» **Exercise inputs**

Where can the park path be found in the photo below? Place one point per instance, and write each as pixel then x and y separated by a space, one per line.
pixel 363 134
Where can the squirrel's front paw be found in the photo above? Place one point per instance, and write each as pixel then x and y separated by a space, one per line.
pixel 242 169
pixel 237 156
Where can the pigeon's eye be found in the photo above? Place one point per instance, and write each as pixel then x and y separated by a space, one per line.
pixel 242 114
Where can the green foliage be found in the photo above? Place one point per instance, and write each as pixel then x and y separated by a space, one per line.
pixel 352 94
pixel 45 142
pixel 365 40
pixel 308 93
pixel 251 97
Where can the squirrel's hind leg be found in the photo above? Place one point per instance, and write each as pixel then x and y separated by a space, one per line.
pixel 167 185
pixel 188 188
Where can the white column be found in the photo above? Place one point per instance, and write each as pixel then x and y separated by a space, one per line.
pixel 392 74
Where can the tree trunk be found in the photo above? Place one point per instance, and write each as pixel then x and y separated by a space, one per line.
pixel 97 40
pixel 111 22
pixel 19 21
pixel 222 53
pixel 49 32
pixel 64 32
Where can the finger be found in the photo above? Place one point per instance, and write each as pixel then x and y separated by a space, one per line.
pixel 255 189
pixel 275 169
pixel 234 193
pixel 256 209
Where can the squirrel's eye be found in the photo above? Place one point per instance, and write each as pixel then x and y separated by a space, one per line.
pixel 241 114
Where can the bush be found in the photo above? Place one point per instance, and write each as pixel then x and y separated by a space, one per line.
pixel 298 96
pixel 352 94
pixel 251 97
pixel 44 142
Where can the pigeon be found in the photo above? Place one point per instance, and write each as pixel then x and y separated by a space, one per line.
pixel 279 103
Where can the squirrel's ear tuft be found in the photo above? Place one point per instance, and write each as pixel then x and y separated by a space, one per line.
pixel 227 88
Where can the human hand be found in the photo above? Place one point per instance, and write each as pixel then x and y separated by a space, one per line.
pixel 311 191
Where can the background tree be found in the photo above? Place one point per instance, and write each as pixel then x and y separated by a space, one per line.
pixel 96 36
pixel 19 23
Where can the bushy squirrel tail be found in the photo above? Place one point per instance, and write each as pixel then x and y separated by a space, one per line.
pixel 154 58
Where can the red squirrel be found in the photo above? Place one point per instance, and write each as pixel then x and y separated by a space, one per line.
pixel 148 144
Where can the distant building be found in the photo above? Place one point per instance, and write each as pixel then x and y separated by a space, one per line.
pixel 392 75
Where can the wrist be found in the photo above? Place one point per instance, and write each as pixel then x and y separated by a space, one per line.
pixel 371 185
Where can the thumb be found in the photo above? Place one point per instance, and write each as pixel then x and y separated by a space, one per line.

» **Exercise prompt**
Nothing in the entries may be left out; each line is to be output exactly.

» **Response for this exercise**
Where can the park path be found in the photo below? Place one point per instance, and write each as pixel then x and y separated by a space, one per line.
pixel 363 134
Where can the squirrel's front paw be found in the photo above? Place one point per instance, and write each as pixel then x and y separated by a space, one per line.
pixel 242 169
pixel 237 156
Where can the pigeon's eye be found in the photo above? Place one point per instance, and write each as pixel then x and y separated by a space, one per line.
pixel 242 114
Where can the green foliage be found in the photo above? Place one point per instance, and write each as pixel then x and y separated by a space, one per line.
pixel 352 94
pixel 45 142
pixel 365 40
pixel 308 93
pixel 251 97
Where can the squirrel's hind leg be found in the photo above? Place one point per instance, and write each as pixel then x and y separated by a space, one per line.
pixel 167 185
pixel 188 188
Where can the white column be found in the photo above? Place one point per instance, and write each as pixel then x and y separated by a space, one per line.
pixel 392 74
Where can the tree trunk be found in the photo above? Place one point per instance, and write each as pixel then x and y separated by a space, one per line.
pixel 97 40
pixel 111 22
pixel 19 21
pixel 222 53
pixel 49 32
pixel 64 32
Where can the finger be found in the photo above? Place one point per instance, and write each as pixel then x and y separated by a space, one per line.
pixel 255 189
pixel 275 169
pixel 234 193
pixel 256 209
Where can the squirrel's eye be found in the photo above? Place one point per instance, and write each as pixel then x and y separated by a space, one per line.
pixel 241 114
Where can the bush be found in the photo above? Place one point per instance, and write each as pixel then x and y separated by a space, one per line.
pixel 298 96
pixel 352 94
pixel 251 97
pixel 44 142
Where can the pigeon be found in the photo above? Place one point per instance, and write each as pixel then x and y separated by a space, one per line.
pixel 279 103
Where can the squirrel's ear tuft be found in the photo above? Place one point per instance, and write each as pixel then x and y separated by a space, one per line.
pixel 227 88
Where can the human hand be found in the photo above? Place one point per instance, and write each as pixel then x and y separated by a space, one per line.
pixel 311 191
Where can the background tree be found in the photo above? Place one point per instance, and write each as pixel then x and y separated by a space, one per line.
pixel 96 36
pixel 19 23
Where can the bushy squirrel tail be found in the photo above? Place one point per instance, and write each as pixel then x and y separated by a space, one per line.
pixel 154 58
Where can the red squirrel be found in the photo above? Place one point per instance, and write each as pixel then x and y separated by a space, one per line.
pixel 148 144
Where can the distant building be found in the photo above? Place one point per instance, and write each as pixel then x and y separated by a space, one per line.
pixel 392 75
Where can the wrist be found in the photo above? Place one point per instance, and write each as pixel then x and y separated by a space, one per line.
pixel 371 185
Where can the thumb be found in the photo above? Place one point per instance, and write each as pixel then x and y separated by a space, one per line.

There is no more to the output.